§ PROVIDED PASSAGE:

Similarly, you often have to remind devs that in many databases an UPDATE is just an INSERT + DELETE, with all of the scaling issues implied.
The better approach is either to change your storage engine (e.g. OrioleDB is working on adding the undo log to Pg), or to shard which distributes the vacuum load across multiple servers.
DELETE with well-tuned autovacuum works pretty well. Have seen it work at TBs scale with no hicuups. If DELETEs are large, we used to recommend customers to follow that with a manual VACUUM for table to reclaim space right away for future rows.
DROP TABLE can be risky, it requires an ACCESS EXCLUSIVE LOCK and if its waiting, it blocks all other statements following it, because of how lock queues work in Postgres. And you cannot keep doing high concurrent DROP TABLEs to run your large scale CRUD app.
I sincerely hope that Planetscale’s efforts succeed long-term to shift devs’ understanding and acceptance of RDBMS operations. Their blog posts and docs are generally quite good. IME, devs (and even ops-ish teams) simply do not care about all of this, and will create elaborate bespoke tooling to run DELETEs in bulk, because they either don’t understand the capabilities of the database, or don’t want to deal with the [minor] increased complexity that a partitioned schema brings, and will happily pay the extra cost / latency for deletions.
Don't get me wrong, I've definitely done it before, but it's in the same bucket as VACUUM for me... high impact interventions used to fix a mistake I made, not "course of business" actions.
- We wrote a cronjob to periodically DELETE for a retention policy on a table we'd just created. Most senior person on the team reviewed it, looked fine.
- Unusually for us, we prioritize QA'ing a different feature for release, delaying the release of this cronjob and a bunch of other code.
- During that delay, the new table accumulated many times more rows to be deleted than we'd expected during review.
- Release happens. All looks well since the initial delete wasn't a migration and cronjob hasn't run yet; engineer doing the release signs off.
- Cronjob runs, deleting hundreds of millions of rows quickly.
- Next day, replica lag's high and MySQL's transaction history is very high. MySQL keeps transaction history around until purge threads have visited all the affected pages on disk.
- The bad cluster conditions last for days and lead to other problems.
This omits detail and the 'noise' of everything else we were watching. But it gets across how the code and MySQL behaved.
Like most exciting events, it led to multiple changes to avoid a repeat. For retention policies, our new approach was one at the end of PlanetScale's post, to partition and drop old partitions. Transitioning to this from a huge unpartitioned table can be fun!

§ WHAT TO WORK ON:
A. Copy the stretch of the thread on database deletes from "DELETE with well-tuned" through "scale CRUD app." without changing a word.
B. Answer these questions from the thread on database deletes:
(i) What lock does DROP TABLE require?
(ii) Which project is named as working on adding the undo log to Pg?
(iii) For retention policies, what new approach was adopted after the cronjob incident?

§ RECORDED INFORMATION:
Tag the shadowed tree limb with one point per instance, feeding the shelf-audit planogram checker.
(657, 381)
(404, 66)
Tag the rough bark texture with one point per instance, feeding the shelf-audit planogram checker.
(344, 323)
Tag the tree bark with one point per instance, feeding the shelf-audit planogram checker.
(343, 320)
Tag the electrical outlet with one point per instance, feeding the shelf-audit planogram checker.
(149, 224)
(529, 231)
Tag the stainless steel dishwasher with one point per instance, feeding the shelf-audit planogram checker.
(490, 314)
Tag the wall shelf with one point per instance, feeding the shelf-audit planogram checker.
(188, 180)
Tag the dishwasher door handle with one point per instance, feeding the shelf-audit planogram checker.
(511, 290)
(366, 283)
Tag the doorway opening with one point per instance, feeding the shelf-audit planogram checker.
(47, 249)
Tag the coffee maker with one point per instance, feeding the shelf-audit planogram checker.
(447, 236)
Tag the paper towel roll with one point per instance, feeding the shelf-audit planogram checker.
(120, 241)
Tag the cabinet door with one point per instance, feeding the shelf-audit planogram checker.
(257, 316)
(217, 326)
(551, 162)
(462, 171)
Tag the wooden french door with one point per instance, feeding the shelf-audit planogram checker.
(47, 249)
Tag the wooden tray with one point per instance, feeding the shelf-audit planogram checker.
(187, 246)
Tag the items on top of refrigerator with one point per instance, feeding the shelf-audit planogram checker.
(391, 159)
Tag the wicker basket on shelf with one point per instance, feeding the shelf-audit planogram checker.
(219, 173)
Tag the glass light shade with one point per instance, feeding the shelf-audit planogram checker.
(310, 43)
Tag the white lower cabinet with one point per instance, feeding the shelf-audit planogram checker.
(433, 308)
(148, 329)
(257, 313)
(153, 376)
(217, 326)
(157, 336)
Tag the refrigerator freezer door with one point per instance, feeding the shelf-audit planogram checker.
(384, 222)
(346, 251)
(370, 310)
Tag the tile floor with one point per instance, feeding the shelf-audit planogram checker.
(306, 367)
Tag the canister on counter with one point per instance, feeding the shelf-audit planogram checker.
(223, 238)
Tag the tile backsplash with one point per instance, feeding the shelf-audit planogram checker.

§ FULL ANSWERS:
A.
DELETE with well-tuned autovacuum works pretty well. Have seen it work at TBs scale with no hicuups. If DELETEs are large, we used to recommend customers to follow that with a manual VACUUM for table to reclaim space right away for future rows.
DROP TABLE can be risky, it requires an ACCESS EXCLUSIVE LOCK and if its waiting, it blocks all other statements following it, because of how lock queues work in Postgres. And you cannot keep doing high concurrent DROP TABLEs to run your large scale CRUD app.

B.
(i) An ACCESS EXCLUSIVE LOCK.
(ii) OrioleDB.
(iii) Partitioning the table and dropping old partitions.